**Aim of the exercise:** Copy all of the data below without altering a single line.

**Region pointing data:**
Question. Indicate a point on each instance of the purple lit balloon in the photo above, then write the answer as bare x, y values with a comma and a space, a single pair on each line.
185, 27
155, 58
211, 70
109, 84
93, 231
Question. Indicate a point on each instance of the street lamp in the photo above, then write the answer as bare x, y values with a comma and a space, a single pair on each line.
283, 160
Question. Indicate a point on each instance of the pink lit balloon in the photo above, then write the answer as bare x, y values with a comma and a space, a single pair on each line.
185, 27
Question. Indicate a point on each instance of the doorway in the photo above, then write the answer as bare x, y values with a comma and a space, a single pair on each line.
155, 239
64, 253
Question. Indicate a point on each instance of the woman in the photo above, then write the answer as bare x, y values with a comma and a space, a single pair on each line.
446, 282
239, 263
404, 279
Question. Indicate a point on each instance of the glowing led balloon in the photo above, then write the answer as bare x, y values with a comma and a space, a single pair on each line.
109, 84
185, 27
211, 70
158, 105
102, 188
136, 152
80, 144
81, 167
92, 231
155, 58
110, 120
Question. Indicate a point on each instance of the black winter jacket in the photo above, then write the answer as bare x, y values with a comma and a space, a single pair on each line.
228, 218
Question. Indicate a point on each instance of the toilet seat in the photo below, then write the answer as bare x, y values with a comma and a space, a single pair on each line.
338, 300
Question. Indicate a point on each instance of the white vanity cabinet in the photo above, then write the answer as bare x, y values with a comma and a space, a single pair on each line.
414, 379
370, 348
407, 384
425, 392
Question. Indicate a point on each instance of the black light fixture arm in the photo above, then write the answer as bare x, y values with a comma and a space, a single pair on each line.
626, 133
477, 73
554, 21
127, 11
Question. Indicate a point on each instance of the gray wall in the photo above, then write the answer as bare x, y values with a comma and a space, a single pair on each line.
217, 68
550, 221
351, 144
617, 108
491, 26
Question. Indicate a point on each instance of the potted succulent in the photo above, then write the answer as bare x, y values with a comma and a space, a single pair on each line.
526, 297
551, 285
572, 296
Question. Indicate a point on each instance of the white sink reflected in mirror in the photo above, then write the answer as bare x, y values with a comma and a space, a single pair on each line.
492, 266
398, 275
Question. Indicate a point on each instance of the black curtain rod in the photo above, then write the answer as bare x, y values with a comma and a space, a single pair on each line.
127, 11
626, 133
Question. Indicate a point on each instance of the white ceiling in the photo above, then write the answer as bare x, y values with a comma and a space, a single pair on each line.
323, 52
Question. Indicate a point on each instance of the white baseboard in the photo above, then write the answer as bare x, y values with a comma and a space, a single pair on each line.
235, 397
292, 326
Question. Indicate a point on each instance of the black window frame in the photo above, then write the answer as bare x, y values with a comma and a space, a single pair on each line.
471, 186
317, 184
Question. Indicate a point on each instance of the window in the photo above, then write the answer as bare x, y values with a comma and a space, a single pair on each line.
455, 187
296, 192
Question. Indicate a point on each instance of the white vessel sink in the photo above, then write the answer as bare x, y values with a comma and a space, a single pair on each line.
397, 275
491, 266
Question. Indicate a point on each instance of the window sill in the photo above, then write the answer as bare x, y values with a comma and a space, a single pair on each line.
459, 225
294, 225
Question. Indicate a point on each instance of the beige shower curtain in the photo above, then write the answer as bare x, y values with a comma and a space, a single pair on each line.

**Answer section:**
Question. Indicate a point on each instance of the purple lit balloon in the photo above, then write the answer as bare x, y values with a comma and a space, a single pair on each line.
185, 27
155, 58
211, 70
109, 84
93, 231
Question. Indicate a point on each instance of the street lamp in the photo above, then write the answer as bare x, y values with a comma and a space, a single pair on each line.
283, 160
Question. Indicate a point on each instance of the pink lit balloon in the photo above, then write the answer as bare x, y values with a comma and a space, a single pair on each line.
185, 27
Question. Indicate a point on each instance of the doorway in the photo above, then write the answer as bare x, y values with a comma and a space, a single pair on each line.
155, 239
64, 253
Question. Indicate a point on each instance of the woman in the photo above, then write the answer as bare x, y values with a comma and a space, a single pair on each line.
446, 282
239, 263
404, 279
Question. Indicate a point on each instance of the glowing led balloon in the photo above, then write the answer as bare x, y values with a comma and a space, a single pair on each line.
109, 84
185, 27
211, 70
158, 105
102, 188
136, 152
80, 144
81, 167
92, 231
155, 58
110, 120
Question. Indicate a point on each instance of the black winter jacket in the photo above, then write the answer as bare x, y values with a comma and a space, a single pair on each line.
228, 218
Question. Indicate a point on each instance of the toilet seat in the photo below, then write the answer as bare x, y values with a comma and a space, a single pair on each line.
338, 300
Question. Indicate a point on each instance of the white vanity cabinet in the photo above, then write the answer as bare x, y values with a comma and a space, a single pair on each line.
414, 379
370, 348
407, 384
425, 392
Question. Indicate a point on each instance of the black light fixture arm in the photo above, then write the answer as bare x, y values with a comma and a space, a single pair on each line.
626, 133
477, 73
554, 21
127, 11
Question. Indicate a point on each instance of the gray wall in the photo above, then write the answer as bare x, y values with a comma and a space, a single pair on each line.
217, 68
550, 221
351, 144
617, 108
491, 26
Question. Indicate a point on each instance of the potted succulent in the photo above, then write the answer as bare x, y values with a comma and a space, a single pair on each line.
526, 297
551, 285
572, 296
Question. Indicate a point on each instance of the white sink reflected in mirror in the photo above, then write the answer as bare x, y values with a comma and a space, a single pair on each line.
492, 266
398, 275
Question. Indicate a point on each instance of the black curtain rod in the photo above, then write the answer as bare x, y values with a comma and a space, a single pair on each line.
127, 11
626, 133
Question. Indicate a point on each instance of the white ceiling in the photo above, then write the answer as bare x, y values with a comma and a space, a single pair on each line.
323, 52
Question. Indicate a point on each instance of the white baseboard in the photo above, then write the answer as bare x, y values with a comma and a space, a single pair on each line.
235, 397
292, 326
Question. Indicate a point on each instance of the black window frame in the photo above, then write the answer as bare x, y values with a comma and a space, a single pair on each line.
471, 186
317, 184
Question. Indicate a point on each instance of the window in the photo above, then write the answer as bare x, y values with a comma and a space, a single pair on each line.
455, 187
296, 192
Question. Indicate a point on each instance of the white vessel sink in the photo above, then write the answer as bare x, y values with a comma and a space, a single pair on each line.
397, 275
491, 266
Question. Indicate a point on each instance of the window sill in the photo above, then write the answer as bare x, y values with a comma and a space, a single pair on each line.
459, 225
294, 225
Question. Indicate a point on each instance of the beige shower curtain in the photo above, then write the answer as bare x, y values with a comma and a space, a single pair on each line.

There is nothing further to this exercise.